**To be done**
Will you output the entries below exactly, skipping every image they contain?

*** Information given

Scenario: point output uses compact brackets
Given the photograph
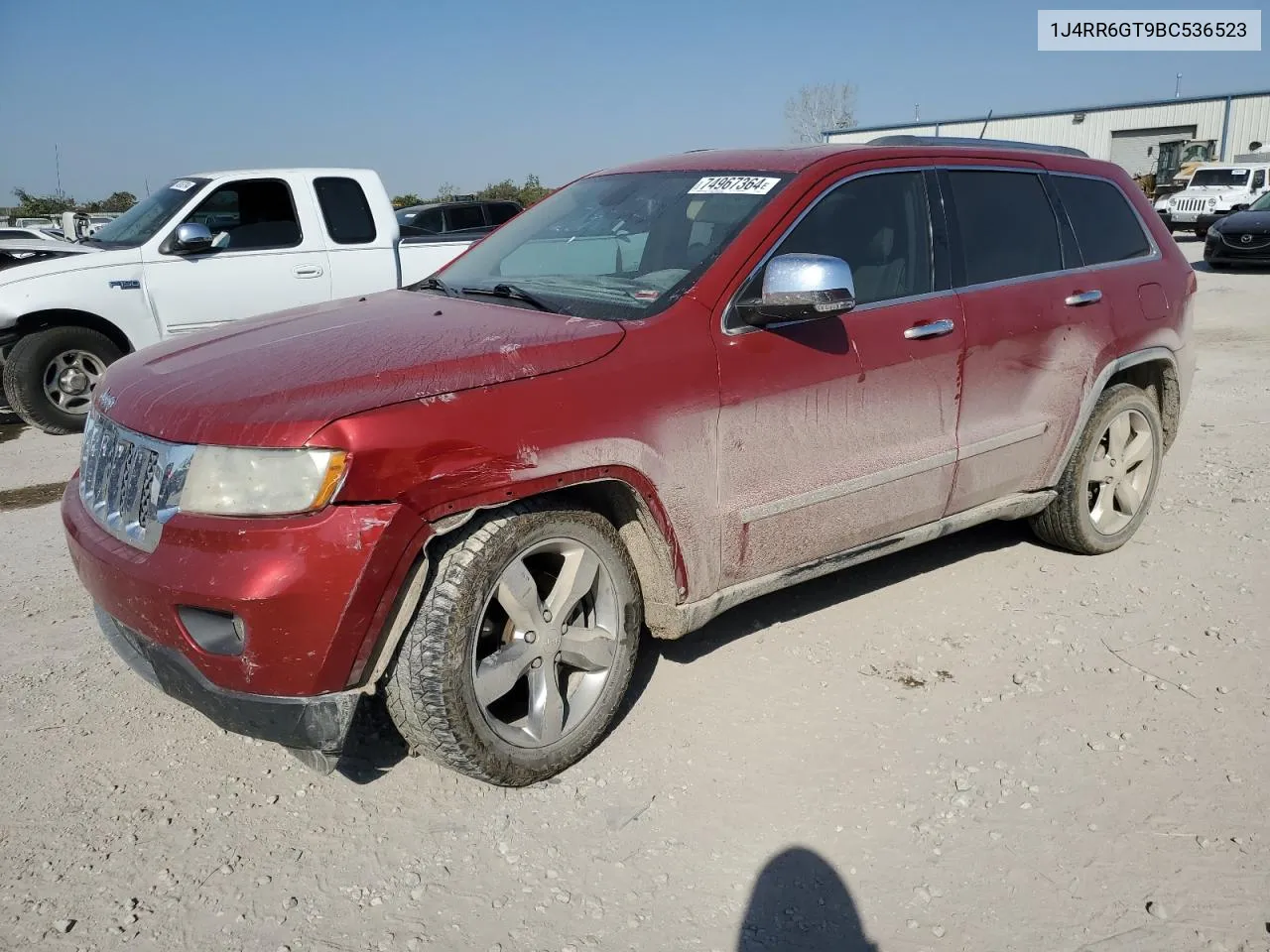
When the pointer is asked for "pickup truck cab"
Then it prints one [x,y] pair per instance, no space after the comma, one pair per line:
[659,393]
[200,252]
[1214,191]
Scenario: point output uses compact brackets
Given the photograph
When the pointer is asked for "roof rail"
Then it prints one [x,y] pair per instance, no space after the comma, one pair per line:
[973,144]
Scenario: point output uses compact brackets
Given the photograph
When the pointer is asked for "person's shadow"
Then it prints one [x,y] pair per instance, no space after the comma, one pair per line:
[801,902]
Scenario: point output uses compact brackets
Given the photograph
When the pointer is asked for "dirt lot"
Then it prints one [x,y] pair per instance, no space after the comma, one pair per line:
[982,744]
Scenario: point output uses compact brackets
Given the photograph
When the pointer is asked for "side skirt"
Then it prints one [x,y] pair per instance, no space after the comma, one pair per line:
[689,617]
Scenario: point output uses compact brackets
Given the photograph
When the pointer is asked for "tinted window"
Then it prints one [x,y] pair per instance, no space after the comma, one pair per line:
[1105,226]
[500,212]
[255,213]
[345,211]
[465,216]
[880,226]
[1006,225]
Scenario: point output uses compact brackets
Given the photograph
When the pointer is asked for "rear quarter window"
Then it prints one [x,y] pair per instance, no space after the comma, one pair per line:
[1106,229]
[344,209]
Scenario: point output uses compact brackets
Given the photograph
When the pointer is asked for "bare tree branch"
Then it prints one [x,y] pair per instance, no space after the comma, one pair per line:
[816,109]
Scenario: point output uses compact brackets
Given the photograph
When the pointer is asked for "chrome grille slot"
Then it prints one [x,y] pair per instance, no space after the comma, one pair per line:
[128,481]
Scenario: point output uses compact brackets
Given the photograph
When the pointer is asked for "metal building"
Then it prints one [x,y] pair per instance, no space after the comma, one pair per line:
[1127,134]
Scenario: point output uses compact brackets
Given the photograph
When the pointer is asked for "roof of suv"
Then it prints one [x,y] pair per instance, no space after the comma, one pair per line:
[795,159]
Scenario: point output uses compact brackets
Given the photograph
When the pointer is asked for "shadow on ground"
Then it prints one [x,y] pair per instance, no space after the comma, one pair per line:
[801,902]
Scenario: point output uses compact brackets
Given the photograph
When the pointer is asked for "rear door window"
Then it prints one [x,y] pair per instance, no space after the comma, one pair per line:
[463,217]
[1006,225]
[1106,229]
[345,211]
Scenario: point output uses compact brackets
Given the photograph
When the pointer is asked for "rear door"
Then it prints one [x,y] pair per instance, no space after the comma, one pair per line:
[838,431]
[273,258]
[1035,326]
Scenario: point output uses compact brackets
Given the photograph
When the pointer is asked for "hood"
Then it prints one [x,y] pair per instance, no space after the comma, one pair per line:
[277,380]
[1246,223]
[70,258]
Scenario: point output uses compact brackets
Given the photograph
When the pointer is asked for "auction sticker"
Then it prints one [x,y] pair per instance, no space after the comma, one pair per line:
[733,185]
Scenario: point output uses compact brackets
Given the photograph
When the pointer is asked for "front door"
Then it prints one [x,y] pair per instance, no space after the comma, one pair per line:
[842,430]
[273,258]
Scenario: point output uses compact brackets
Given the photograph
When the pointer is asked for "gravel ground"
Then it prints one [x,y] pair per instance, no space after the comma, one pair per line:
[979,744]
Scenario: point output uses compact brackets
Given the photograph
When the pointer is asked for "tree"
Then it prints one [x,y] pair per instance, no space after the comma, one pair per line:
[41,206]
[816,109]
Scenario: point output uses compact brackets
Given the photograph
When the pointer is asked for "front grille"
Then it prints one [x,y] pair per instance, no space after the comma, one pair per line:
[1254,241]
[127,480]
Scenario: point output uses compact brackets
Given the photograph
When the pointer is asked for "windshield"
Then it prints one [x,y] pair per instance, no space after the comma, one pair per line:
[615,246]
[143,221]
[1223,178]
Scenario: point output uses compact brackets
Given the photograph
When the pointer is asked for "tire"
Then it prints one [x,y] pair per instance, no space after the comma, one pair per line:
[35,357]
[461,625]
[1089,517]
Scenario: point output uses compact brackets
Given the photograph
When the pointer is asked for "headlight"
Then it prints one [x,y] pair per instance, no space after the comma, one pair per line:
[230,481]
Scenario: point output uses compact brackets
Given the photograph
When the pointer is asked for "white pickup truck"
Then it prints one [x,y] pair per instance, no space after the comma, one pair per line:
[199,252]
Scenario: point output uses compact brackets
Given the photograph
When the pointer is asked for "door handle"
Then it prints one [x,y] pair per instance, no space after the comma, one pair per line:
[935,329]
[1083,298]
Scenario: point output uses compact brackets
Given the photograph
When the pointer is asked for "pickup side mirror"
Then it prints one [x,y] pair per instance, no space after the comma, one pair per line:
[801,287]
[190,238]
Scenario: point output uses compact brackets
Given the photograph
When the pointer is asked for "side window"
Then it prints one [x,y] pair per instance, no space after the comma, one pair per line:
[1105,226]
[345,211]
[257,213]
[502,212]
[879,225]
[465,216]
[1006,225]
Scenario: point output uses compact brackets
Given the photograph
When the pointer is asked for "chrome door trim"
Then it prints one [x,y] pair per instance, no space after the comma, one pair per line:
[835,490]
[1001,440]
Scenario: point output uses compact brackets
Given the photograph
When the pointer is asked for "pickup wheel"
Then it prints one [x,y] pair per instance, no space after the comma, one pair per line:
[522,647]
[50,376]
[1110,480]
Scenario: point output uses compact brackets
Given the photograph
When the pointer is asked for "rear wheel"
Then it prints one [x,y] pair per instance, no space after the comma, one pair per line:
[1110,480]
[522,647]
[50,376]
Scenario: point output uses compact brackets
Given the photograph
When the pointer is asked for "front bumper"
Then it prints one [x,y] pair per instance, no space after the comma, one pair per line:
[304,724]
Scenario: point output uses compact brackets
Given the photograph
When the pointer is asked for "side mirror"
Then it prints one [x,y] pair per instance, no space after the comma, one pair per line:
[191,238]
[801,287]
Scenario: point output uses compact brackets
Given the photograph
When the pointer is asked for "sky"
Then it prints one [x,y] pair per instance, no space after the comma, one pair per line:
[468,93]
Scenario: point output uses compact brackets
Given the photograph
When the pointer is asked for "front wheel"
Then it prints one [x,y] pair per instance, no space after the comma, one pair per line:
[1106,489]
[50,376]
[522,647]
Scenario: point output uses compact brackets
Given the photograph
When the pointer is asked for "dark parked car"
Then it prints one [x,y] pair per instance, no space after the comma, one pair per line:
[463,220]
[1242,238]
[659,393]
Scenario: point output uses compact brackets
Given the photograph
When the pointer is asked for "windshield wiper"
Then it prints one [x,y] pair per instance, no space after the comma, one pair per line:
[434,284]
[516,293]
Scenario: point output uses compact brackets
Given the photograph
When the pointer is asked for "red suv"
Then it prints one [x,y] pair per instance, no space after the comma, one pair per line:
[659,393]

******

**Completed exercise**
Scenario: point output uses compact brackets
Given the photograph
When the pointer is asked for "pickup truck cab"
Then it prints one [x,y] pair per instance, no space after the comma, one pair per line:
[659,393]
[200,252]
[1214,191]
Scenario: point output uses compact brackets
Given the photograph
When the pointer is asked for "roof rail"
Then it prints one [x,y] pair per instance, no space after the comma, one pair per line:
[973,144]
Scenario: point output uses compact brackets
Given the photograph
When the pointer is asked for "person's shadow"
Then it prints one [x,y] pair per instance, no space after the comma, one pair per line:
[801,902]
Scenario: point output uses compact brackets
Given the photograph
When the pointer is asked for "dirt lot"
Then it prints one [x,y] pair per instance, no space after the comma, one pair per line:
[982,744]
Scenario: point output uses compact brackets
Given the photograph
When the pointer is asked for "side skirt"
Then it prints one [x,y] pair per instance, no space after the comma, one pair per line:
[689,617]
Scenario: point output uses compact brackets
Given the photograph
When the pointer is asked for "tinted window"
Then it prints one [x,y] pair per instance, no space after the comma, one pair per line:
[1105,226]
[500,212]
[255,213]
[345,211]
[465,216]
[880,226]
[1006,225]
Scenario: point output uses compact brackets
Given the photograph
When the pointer is asked for "rear quarter window"
Then it prints one [x,y] pair per instance, no space after the comma, one pair per line:
[1106,229]
[344,209]
Scenario: point output uses compact brackets
Given the photograph
When the pointer is asked for "bare tree branch"
Then it prints one [x,y] pair per instance, no space after the comma, one pair per line:
[816,109]
Scenario: point output uses compact brackets
Given the photograph
When the pointer is asked for "chrome grille slot"
Then it prints one [x,y] pair per instance, no space after the comma, one pair per line:
[128,481]
Scenario: point output uses compact brackets
Given the photograph
When the pointer is asked for "metal building"
Then it prints one [x,y] pair per instance, no space after the comma, one pair per line:
[1127,134]
Scenario: point output uses compact brackets
Given the photograph
When the pointer is asked for "roof of suv"
Then it prints one [x,y] pair per instance, no space after the comma, one pair per line:
[795,159]
Scenario: point output uses compact brackets
Given the photograph
When the pointer is asked for "shadow on ground"
Then it prints one [x,y] pair per instance, no space after the comma, one pair per line:
[801,902]
Scenario: point output uses compact brackets
Given the photograph
When the pointer is asked for "rear door window"
Then it prints one [x,y] pair per instance, no space after the comma, one pair per line:
[463,217]
[1006,225]
[1106,229]
[345,211]
Scenario: point output uses compact brackets
Given the photograph
When the pointer is asked for "rear door"
Then it prints one [x,y] pair per instance, no space after the comma, one pair per line:
[838,431]
[273,258]
[1035,326]
Scenario: point output uses compact brackets
Given the photograph
When the pointer is asked for "hood"
Then it prints one [x,y] pair per instance, no space after the comma, one pair per line:
[277,380]
[1246,223]
[70,258]
Scenario: point output uses compact brackets
Given the photograph
When the pointer is asked for "auction sticker"
Then it prints one [x,y] pair per instance, no space after the comma, one pair per line:
[733,185]
Scenario: point output uses compact brackets
Given the photograph
When the pointer is asked for "front door"
Then it prints one [x,y] pair per instance, no space after the comma, one pair per line:
[842,430]
[273,258]
Scenario: point output uses compact brackets
Given the photograph
When the pointer is asked for "gravel ground"
Then it prints one [x,y] pair per instance, no space after the comma, one pair per line:
[979,744]
Scenario: point output uses compact brackets
Given the photograph
When the pointer is asked for "tree"
Then it prints one [x,y] pair per instance, no space after the comma, one pair per line:
[41,206]
[816,109]
Scenario: point output uses compact brackets
Given the photograph
When the pointer is asked for "front grille"
Then it prints one [x,y] pair per instance, no space after the comma, one pair per line:
[1254,241]
[127,480]
Scenario: point output uses compact brackets
Given the photograph
When the pointer is asked for "windshield"
Then it prints one [x,y] pair per instance, no space after the comma, one pair per line:
[615,246]
[143,221]
[1223,178]
Scenario: point output uses compact brackets
Given the photograph
When the pointer is asked for "tire"
Then it prints one [x,y] pair per instance, no space after the comma, one pair per line:
[35,357]
[461,625]
[1089,517]
Scenario: point output uses compact brackets
Given the photograph
When the pointer is asked for "headlight"
Then it prints one [x,y] pair per instance, no space after the comma, one pair per line:
[230,481]
Scenario: point output uses compact brackets
Given the photograph
When the pointer is asked for "white pickup truck"
Then it prints one [x,y] pair per instance, no space after the comma, one pair per line:
[199,252]
Scenario: point output uses compact brackets
Given the photograph
When the pointer is asked for "door handle"
Then it prints one [x,y] pair per instance, no space after the comma, one pair per line:
[935,329]
[1083,298]
Scenario: point output uses compact brackets
Given the photograph
When the pointer is asked for "pickup side mirror"
Then it prints one [x,y] pair per instance, no space after the comma, one pair per line:
[801,287]
[190,238]
Scenario: point output uses compact brackets
Given the photograph
When the pointer is asked for "side window"
Then it prints one [x,y] pair per instance, no space after the comma, one pair per line:
[1105,226]
[345,211]
[257,213]
[502,212]
[879,225]
[465,216]
[1006,225]
Scenario: point output uses compact brackets
Given the photograph
When the pointer is asked for "chrome door trim"
Then it prints one [x,y] pair per instance, no space after the comma, one pair per line:
[835,490]
[1001,440]
Scenario: point output uses compact brackets
Given the photograph
When the pointer is asked for "pickup wheel"
Then it prints one [x,y] pair per instance, no space after the comma, one pair per line:
[522,647]
[50,376]
[1110,480]
Scenario: point output uses compact brackets
Given the photograph
When the pointer is asked for "rear wheel"
Then it prints one [x,y] pair per instance, no space after the comma, one pair per line:
[1110,480]
[522,647]
[50,376]
Scenario: point output uses compact brackets
Given the photograph
When the pointer is asked for "front bumper"
Then it prints one [x,y] pair per instance, no space after the comma, one pair per line:
[304,724]
Scenario: point output uses compact brackets
Given the photograph
When the pointer is asked for "side mirror"
Then it prints one [x,y] pair per instance, no space after the comma, one pair per line:
[191,238]
[801,287]
Scenario: point output uses compact brackets
Given the photograph
When the pointer is asked for "sky"
Then it prints one [x,y] pair per instance, no space after the comma, one pair per line:
[468,93]
Scenario: point output uses compact brackets
Given the photograph
When the pointer is asked for "front wheel"
Then it prints one [x,y] pair per instance, no space after the comma, one pair per line:
[1106,489]
[50,376]
[522,647]
Scenario: point output uses compact brackets
Given the photograph
When the pointer is asked for "dark parked car"
Then it prints one [x,y] pair per instance, no space after the comma, one pair per line:
[463,220]
[1242,238]
[659,393]
Scenario: point output uses compact brackets
Given the photograph
When the pointer is asked for "windshield wiper"
Then it prints one [x,y] pair per instance, no space after the comma, one pair per line:
[434,284]
[516,293]
Scenario: point output uses compact brackets
Given the photograph
When the pointer is asked for "red suv"
Then it prints one [x,y] pair per instance, no space after the comma, one pair per line:
[659,393]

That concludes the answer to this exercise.